## start Extract

At the risk of drawing fire, one example of this would be the famous interview with Joss Whedon that ended up being pretty much the final nail in the coffin. Its picture of Whedon was almost certainly true — but iirc there were maybe something like three of four quotes from Whedon, the rest just summarized. I’d have preferred a more direct transcription of Whedon’s side of the conversation; if he was going to be sunk (and he probably was), it should have been by his own words, not a few snippets in somebody else’s narrative.
 
As I said, I think it's an exaggeration to say that he meant "no conflict" among the lead characters rather than no petty conflict.
Was just re-watching the opening to “Where None Have Gone Before”, and there’s a definite subtle microaggressive edge between Picard and Riker, just as there is early in “Encounter at Farpoint”.
 
Realistically speaking, would there have been orgies if something like TNN happened on a ship like ENT-D? Yeah, probably. Not universally. But among a few characters, especially teens and cadets and young crew.

Considering it's been over 30 years, I think he simply means, "Someone who ultimately decides whether this thing can be filmed or not." It could have been Berman, it could have been some producer.

For example regarding the episode The Offspring I found this on Memory Alpha

------------------------------------------
In one of the scenes with Guinan tutoring Lal about Human sexuality, a script line was changed in order to turn a strictly heterosexual explanation into a gender-neutral version. Research assistant Richard Arnold recalled, "According to the script, Guinan was supposed to start telling Lal, 'When a man and a woman are in love…' and in the background, there would be men and women sitting at tables, holding hands. But Whoopi refused to say that. She said, 'This show is beyond that. It should be 'When two people are in love.'" It was also decided on set that the background of the scene show a same-sex couple holding hands, but "someone ran to a phone and made a call to the production office and that was nixed," continued Arnold. "[Producer] David Livingston came down and made sure that didn't happen."
----------------------------------------
No great surprise. But at least they let Whoopi keep the first change.
 
Realistically speaking, would there have been orgies if something like TNN happened on a ship like ENT-D? Yeah, probably. Not universally. But among a few characters, especially teens and cadets and young crew.


No great surprise. But at least they let Whoopi keep the first change.
I'd sure love to be able to travel back in time to find the prejudiced little **** who snitched to the production office; I'd b¡tchslap them right into their very own temporal loop... :mad:
 
Kind of surprised we've never had a throuple in modern Trek, but I guess post-Discovery in the Trump mandate era, chances are close to zero. I think they did it in a novel once, but my memory is hazy.

## end Extract

### Direction A
Answer these from the Star Trek thread, one line each:
(i) Which two episodes are named as showing an edge between Picard and Riker?
(ii) What line did Whoopi refuse to say, and what did she want said instead?
(iii) Which producer came down to make sure the same-sex couple was not shown?
### Direction B
Carry on the Star Trek thread from its last post.
The records that come next have no connection to the Star Trek thread.

## start Information provided

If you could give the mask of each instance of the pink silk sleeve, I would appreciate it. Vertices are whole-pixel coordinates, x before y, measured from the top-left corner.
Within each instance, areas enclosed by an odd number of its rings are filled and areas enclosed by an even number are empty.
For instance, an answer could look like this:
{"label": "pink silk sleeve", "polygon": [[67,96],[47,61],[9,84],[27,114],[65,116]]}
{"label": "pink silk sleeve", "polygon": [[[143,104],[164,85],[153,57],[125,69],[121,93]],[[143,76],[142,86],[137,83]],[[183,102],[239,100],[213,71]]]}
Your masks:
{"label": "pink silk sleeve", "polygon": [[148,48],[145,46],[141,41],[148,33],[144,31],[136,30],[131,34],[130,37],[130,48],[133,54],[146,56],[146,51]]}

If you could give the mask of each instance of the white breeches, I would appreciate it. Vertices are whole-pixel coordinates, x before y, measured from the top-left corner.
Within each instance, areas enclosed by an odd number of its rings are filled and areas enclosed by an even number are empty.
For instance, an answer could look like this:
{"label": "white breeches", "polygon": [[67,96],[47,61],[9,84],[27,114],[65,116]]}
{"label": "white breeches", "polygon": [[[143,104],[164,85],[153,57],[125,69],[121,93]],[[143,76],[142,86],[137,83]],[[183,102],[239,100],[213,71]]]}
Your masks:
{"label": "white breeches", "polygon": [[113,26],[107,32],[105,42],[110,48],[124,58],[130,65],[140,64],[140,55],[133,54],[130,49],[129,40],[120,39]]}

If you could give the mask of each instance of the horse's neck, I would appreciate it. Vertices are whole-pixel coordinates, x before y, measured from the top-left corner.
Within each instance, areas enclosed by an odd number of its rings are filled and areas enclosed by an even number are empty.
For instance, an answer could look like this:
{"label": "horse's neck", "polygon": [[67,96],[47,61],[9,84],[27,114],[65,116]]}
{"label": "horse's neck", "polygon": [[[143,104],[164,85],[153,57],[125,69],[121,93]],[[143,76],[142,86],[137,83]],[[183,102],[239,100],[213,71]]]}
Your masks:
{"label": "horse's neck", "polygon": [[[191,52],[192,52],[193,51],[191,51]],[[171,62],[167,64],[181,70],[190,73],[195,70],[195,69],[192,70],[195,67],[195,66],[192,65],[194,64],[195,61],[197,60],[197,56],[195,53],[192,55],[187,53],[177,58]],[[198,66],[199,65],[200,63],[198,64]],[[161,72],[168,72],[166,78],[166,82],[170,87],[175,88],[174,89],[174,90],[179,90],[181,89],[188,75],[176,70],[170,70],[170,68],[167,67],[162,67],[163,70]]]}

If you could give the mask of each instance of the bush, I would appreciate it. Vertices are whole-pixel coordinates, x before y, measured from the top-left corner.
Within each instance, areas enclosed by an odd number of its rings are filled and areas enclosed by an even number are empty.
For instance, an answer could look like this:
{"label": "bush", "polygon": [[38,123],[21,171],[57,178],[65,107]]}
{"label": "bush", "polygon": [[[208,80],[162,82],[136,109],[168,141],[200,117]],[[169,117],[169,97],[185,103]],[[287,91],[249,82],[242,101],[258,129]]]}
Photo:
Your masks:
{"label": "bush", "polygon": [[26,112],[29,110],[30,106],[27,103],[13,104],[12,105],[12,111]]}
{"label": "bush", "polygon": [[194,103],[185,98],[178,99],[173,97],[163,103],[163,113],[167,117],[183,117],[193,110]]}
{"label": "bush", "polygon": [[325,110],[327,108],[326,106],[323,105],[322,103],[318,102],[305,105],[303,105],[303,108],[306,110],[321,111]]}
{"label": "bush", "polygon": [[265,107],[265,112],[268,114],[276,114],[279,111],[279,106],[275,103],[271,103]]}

## end Information provided

### Answer A
(i) "Where None Have Gone Before" and "Encounter at Farpoint"
(ii) She refused "When a man and a woman are in love…" and wanted "When two people are in love."
(iii) David Livingston

### Answer B
Demora Sulu was part of a thruple…though part seems the wrong word,member seems equally bad..
 
Realistically speaking, would there have been orgies if something like TNN happened on a ship like ENT-D? Yeah, probably. Not universally. But among a few characters, especially teens and cadets and young crew.
I wonder how much virginity was lost in that adventure? Maybe now we know why they stopped having families on board :rommie:
 
It was a questionable policy anyway.
I'm not so sure Yes, you're putting the families in danger. But if a starship is supposed to be out far away from home for years at a time, how many people are going to sign up for that if they can't have their families with them? Even with today's military, people go to dangerous parts of the world all the time because their loved ones are stationed there.
 
I'm not so sure Yes, you're putting the families in danger. But if a starship is supposed to be out far away from home for years at a time, how many people are going to sign up for that if they can't have their families with them? Even with today's military, people go to dangerous parts of the world all the time because their loved ones are stationed there.
I know. I said it was a questionable policy, not a stupid one. A questionable policy can be defended, a stupid one can't. Kind of like the difference between TNG's decision to keep Riker on the show after "Best of Both Worlds" (which was questionable), and VOY's decision to keep Harry Kim at ensign for 7 years (which was stupid).
 
I'm not so sure Yes, you're putting the families in danger. But if a starship is supposed to be out far away from home for years at a time, how many people are going to sign up for that if they can't have their families with them? Even with today's military, people go to dangerous parts of the world all the time because their loved ones are stationed there.

Also, of course, it's an adventure TV series, so there's going to be danger wherever it's set. If there were a Trek show set on a planet surface, that planet would come under frequent attack. When this argument comes up, I always think of Syfy's Eureka, where the secret cutting-edge scientific research center hidden within the titular small town had near-catastrophic mishaps every week, yet the residents of the town still let their families and children live there. Or Buffy the Vampire Slayer, where Sunnydale High had an insanely high mortality rate, yet the parents didn't pull out their children. It's just a standard conceit of adventure fiction.

At least families on a starship are protected by top-of-the-line shields and defensive weapons. On a planet surface, you could get hit by a car or caught in an earthquake or fall off a roof or any number of things.
 
Also, of course, it's an adventure TV series, so there's going to be danger wherever it's set. If there were a Trek show set on a planet surface, that planet would come under frequent attack. When this argument comes up, I always think of Syfy's Eureka, where the secret cutting-edge scientific research center hidden within the titular small town had near-catastrophic mishaps every week, yet the residents of the town still let their families and children live there. Or Buffy the Vampire Slayer, where Sunnydale High had an insanely high mortality rate, yet the parents didn't pull out their children. It's just a standard conceit of adventure fiction.

At least families on a starship are protected by top-of-the-line shields and defensive weapons. On a planet surface, you could get hit by a car or caught in an earthquake or fall off a roof or any number of things.
Let's not forget the folks living in Cabot Cove on Murder, She Wrote...
 
Let's not forget the folks living in Cabot Cove on Murder, She Wrote...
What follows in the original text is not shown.